Can't tell you how many gravestones I mowed around. Go down the right side, make an 'L' cut, and then do another 'L' cut on the way back down the row of stones. Good hard work. Toughened us up quite a bit. Made us some money, besides. Joe was kind of everybody's firm but fair uncle. None of us kids were ever touched. And when Hurricane Agnes ripped through Northeastern Pennsylvania, the Methodist Church was on lower ground and got flooded. After we moved away, I went back to PA in the summer between Jr and Sr year of high school (with the plane ticket I bought, using my Perkins and McDonald's money), and as our house hadn't yet sold, and it was becoming an overgrown eye-sore that I cleaned up. Joe let me borrow his 3-on-the-tree Ford F-150 to haul away the yard waste.
——
#### Exercise set
1. From the passage about mowing around gravestones, set down the part that begins at the words that have "Can't tell you" and stops after "the yard waste.".
2. Say whether each statement agrees with the passage about mowing around gravestones. For each, answer yes or no and quote the words that decide it.
(a) The Methodist Church was flooded when Hurricane Agnes came through.
(b) By the summer visit, the family's house had already sold.
(c) The plane ticket was paid for with money from Perkins and McDonald's.
3. Continue the passage about mowing around gravestones from where it stops.
The records have no connection to the passage about mowing around gravestones.
——
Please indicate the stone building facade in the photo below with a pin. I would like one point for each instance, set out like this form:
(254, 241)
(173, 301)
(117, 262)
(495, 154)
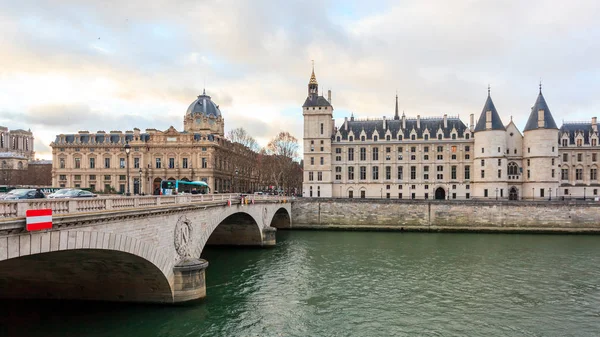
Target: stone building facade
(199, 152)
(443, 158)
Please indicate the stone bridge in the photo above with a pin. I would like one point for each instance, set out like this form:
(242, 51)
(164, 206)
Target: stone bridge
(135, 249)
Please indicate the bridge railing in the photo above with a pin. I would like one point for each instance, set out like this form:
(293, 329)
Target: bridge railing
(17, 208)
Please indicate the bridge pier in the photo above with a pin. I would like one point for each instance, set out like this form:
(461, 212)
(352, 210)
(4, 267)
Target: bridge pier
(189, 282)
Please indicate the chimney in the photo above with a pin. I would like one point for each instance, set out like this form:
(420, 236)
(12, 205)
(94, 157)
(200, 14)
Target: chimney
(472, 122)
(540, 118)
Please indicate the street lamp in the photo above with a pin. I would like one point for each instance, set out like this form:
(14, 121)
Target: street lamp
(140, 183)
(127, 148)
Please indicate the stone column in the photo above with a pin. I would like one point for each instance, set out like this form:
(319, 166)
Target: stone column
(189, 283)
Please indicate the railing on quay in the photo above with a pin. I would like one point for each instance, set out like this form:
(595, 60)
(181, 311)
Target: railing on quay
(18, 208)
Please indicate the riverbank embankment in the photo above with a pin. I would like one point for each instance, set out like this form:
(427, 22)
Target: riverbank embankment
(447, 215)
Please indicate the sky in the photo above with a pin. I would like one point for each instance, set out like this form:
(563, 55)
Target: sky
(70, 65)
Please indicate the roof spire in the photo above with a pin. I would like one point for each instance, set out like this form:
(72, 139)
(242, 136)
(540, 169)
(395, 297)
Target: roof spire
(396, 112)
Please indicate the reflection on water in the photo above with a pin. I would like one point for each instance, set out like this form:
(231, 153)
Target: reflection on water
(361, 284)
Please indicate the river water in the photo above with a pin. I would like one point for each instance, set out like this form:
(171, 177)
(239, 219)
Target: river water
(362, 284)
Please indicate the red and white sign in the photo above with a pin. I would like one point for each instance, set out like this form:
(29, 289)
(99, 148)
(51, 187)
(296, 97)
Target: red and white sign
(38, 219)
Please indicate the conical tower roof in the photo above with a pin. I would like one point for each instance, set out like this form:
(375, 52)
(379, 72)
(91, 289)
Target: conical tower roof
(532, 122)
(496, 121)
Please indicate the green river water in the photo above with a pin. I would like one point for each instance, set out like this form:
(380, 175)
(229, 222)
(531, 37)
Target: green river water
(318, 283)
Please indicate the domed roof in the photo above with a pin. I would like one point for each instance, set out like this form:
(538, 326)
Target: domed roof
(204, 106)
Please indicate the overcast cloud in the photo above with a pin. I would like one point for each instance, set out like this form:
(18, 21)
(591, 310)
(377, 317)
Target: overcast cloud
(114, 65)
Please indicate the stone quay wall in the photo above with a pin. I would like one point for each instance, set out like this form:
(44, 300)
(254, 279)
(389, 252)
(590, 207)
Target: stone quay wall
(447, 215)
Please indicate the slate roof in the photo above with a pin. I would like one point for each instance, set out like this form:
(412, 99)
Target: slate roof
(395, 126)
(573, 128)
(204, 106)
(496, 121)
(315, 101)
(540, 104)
——
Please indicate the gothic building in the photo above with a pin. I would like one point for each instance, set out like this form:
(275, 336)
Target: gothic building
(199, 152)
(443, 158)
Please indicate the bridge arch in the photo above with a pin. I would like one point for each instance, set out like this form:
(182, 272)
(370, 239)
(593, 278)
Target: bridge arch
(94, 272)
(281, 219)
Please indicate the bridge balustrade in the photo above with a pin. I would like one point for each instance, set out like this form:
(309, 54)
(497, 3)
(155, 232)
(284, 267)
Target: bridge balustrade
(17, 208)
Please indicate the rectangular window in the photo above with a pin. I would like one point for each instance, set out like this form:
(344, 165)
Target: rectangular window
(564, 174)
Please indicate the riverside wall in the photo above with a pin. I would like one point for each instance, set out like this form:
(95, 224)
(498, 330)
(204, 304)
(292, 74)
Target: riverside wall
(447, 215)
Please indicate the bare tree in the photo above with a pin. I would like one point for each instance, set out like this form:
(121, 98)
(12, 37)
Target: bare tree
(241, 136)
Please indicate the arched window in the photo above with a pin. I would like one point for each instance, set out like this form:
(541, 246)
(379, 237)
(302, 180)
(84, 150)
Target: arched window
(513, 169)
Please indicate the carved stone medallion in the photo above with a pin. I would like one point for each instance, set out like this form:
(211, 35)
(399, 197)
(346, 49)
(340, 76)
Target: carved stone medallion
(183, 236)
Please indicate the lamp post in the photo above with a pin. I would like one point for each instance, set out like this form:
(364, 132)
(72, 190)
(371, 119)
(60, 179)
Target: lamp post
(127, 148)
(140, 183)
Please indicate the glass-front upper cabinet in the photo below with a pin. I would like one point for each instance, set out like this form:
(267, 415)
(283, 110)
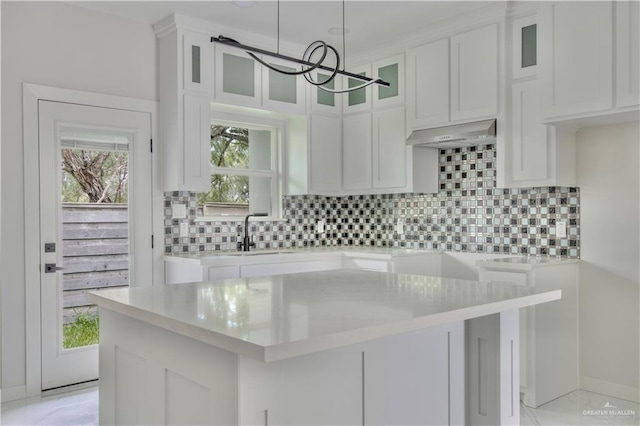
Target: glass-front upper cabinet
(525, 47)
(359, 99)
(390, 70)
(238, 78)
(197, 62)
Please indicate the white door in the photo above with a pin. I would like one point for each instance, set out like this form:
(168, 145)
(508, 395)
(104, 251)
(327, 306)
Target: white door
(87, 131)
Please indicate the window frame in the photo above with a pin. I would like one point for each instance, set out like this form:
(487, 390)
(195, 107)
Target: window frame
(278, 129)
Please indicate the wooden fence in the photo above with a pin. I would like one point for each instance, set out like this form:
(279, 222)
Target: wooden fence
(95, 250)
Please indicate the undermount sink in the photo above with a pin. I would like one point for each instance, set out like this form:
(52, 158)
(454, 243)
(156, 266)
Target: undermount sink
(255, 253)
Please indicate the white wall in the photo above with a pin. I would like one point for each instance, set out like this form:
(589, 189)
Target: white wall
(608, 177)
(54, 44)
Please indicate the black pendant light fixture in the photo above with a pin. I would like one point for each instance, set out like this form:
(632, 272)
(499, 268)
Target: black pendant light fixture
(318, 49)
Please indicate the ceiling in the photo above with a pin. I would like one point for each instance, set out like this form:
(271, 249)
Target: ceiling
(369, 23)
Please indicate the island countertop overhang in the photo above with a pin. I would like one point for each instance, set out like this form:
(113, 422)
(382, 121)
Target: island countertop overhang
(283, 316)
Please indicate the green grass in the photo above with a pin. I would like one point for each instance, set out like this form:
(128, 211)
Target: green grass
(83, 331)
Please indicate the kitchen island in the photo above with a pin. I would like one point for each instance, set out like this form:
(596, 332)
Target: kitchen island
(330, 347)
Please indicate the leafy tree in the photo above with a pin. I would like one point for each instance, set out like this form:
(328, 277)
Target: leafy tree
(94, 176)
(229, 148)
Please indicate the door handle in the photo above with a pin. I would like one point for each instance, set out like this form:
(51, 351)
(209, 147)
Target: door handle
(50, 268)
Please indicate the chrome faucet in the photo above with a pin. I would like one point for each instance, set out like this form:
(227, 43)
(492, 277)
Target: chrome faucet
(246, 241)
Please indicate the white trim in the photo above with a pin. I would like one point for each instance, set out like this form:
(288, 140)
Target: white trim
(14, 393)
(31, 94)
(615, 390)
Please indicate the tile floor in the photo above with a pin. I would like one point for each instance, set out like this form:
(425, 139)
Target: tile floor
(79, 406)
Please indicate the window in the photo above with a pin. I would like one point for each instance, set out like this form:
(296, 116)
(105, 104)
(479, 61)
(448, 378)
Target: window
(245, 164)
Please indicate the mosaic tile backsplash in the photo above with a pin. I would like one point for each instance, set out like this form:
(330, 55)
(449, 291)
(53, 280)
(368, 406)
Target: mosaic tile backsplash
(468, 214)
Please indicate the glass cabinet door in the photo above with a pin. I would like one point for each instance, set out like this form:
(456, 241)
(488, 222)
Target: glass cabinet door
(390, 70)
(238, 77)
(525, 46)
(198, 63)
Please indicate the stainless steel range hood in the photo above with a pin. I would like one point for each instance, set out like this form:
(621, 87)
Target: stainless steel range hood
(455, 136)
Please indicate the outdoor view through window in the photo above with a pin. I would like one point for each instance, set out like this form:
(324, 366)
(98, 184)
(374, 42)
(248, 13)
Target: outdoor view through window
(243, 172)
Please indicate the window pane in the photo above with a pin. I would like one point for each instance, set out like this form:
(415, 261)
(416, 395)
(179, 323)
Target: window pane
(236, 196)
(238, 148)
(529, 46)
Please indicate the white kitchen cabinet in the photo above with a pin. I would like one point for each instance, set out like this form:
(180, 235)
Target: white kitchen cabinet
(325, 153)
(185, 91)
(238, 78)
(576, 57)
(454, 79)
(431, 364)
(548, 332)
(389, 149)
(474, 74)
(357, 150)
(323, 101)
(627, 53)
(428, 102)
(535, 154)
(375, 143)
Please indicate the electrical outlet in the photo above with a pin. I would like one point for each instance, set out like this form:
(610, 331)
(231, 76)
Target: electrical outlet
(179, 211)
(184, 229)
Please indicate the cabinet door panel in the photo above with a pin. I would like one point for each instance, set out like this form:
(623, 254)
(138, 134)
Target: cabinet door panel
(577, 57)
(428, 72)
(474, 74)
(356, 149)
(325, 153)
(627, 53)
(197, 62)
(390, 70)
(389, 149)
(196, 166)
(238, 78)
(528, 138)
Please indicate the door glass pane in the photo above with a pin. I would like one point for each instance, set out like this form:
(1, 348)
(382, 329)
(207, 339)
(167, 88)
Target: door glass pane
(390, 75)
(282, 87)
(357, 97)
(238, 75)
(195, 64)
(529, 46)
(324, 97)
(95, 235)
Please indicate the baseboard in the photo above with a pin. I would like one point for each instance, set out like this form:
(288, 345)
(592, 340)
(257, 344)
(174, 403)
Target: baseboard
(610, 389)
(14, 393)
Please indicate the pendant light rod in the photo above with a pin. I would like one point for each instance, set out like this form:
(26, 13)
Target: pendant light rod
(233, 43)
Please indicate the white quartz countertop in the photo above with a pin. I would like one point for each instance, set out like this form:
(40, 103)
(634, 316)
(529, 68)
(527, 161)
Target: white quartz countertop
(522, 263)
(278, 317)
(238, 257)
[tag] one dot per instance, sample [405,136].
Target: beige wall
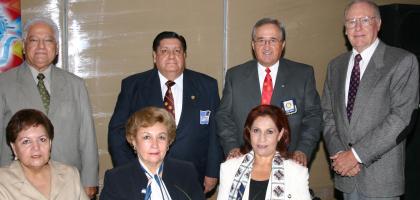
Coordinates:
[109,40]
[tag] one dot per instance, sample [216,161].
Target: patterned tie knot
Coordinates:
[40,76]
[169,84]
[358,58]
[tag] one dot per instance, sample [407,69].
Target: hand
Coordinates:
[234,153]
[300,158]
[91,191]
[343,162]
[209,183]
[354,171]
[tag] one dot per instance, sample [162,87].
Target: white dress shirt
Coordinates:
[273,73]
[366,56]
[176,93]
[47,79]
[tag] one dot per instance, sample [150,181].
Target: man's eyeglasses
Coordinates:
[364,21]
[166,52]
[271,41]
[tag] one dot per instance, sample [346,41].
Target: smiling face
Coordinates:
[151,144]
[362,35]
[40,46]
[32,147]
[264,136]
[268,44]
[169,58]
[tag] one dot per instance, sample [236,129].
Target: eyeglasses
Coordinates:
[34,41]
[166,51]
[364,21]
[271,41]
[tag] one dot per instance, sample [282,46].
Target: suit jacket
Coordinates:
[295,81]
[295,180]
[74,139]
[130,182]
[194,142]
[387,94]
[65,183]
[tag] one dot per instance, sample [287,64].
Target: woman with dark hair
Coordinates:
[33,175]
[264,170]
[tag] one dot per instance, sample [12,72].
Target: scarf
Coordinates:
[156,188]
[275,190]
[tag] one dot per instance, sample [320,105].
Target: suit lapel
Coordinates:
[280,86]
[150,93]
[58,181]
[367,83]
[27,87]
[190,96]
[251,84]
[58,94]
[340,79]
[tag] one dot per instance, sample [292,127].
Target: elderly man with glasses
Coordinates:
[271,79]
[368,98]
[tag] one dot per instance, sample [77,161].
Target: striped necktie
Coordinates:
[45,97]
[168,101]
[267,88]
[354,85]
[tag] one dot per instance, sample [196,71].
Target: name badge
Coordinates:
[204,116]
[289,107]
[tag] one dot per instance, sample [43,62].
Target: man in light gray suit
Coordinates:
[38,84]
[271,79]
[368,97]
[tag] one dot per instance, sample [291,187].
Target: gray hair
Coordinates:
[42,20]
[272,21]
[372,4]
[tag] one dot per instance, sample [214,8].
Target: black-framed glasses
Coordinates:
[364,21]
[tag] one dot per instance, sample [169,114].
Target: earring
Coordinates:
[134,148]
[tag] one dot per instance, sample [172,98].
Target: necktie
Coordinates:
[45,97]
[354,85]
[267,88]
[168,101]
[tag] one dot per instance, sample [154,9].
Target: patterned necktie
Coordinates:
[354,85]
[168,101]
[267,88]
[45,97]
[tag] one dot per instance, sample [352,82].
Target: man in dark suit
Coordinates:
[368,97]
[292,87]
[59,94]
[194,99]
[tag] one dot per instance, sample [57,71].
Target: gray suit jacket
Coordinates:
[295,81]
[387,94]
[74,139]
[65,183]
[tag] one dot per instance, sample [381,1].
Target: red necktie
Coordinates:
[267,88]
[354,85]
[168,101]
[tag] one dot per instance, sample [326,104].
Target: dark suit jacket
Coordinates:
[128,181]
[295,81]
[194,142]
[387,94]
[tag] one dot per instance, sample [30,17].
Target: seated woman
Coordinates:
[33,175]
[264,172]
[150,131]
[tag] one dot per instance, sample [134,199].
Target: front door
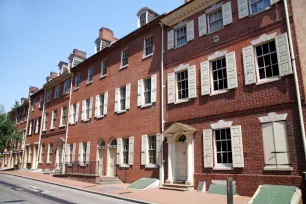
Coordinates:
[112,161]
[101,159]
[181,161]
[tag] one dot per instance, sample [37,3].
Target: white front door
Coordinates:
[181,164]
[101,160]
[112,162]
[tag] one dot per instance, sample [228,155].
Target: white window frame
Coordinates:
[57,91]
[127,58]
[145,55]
——
#### Written responses
1.
Can't tell you how many gravestones I mowed around. Go down the right side, make an 'L' cut, and then do another 'L' cut on the way back down the row of stones. Good hard work. Toughened us up quite a bit. Made us some money, besides. Joe was kind of everybody's firm but fair uncle. None of us kids were ever touched. And when Hurricane Agnes ripped through Northeastern Pennsylvania, the Methodist Church was on lower ground and got flooded. After we moved away, I went back to PA in the summer between Jr and Sr year of high school (with the plane ticket I bought, using my Perkins and McDonald's money), and as our house hadn't yet sold, and it was becoming an overgrown eye-sore that I cleaned up. Joe let me borrow his 3-on-the-tree Ford F-150 to haul away the yard waste.

2.
(a) Yes: "the Methodist Church was on lower ground and got flooded"
(b) No: "as our house hadn't yet sold"
(c) Yes: "with the plane ticket I bought, using my Perkins and McDonald's money"

3.
I then abused the privilege by taking the girl with whom I was hopelessly and unrequitedly smitten on a shopping trip to Scranton. Bought her some perfume. Got in big trouble for taking the truck on a 30-mile road trip! Just a few stern words and the shame of letting Joe down.
But what could they do? I was just-turned 16, the year before, my folks were 2500 miles away, and although I was supposed to stay with the Methodist preacher (whose daughter held my heart), what could HE do if I too koff and did as I pleased? I pissed EVERYbody off on THAT trip, including the girl. sigh
During the flood, the Whole Town went to the Catholic Church just up the hill (Across from Kintner Milling Co.) from the Methodist Church. Those joint services were the best. Father Gallagher and Pastor Stork took turns talking and praying with us, everybody had a good time in tough times, and thought nothing of it, other than the prayer benches for your knees and the real wine that the Catholics used (and we boys might sneak in and take a few swigs of, when we were mowing the church grounds and some fool left the door open!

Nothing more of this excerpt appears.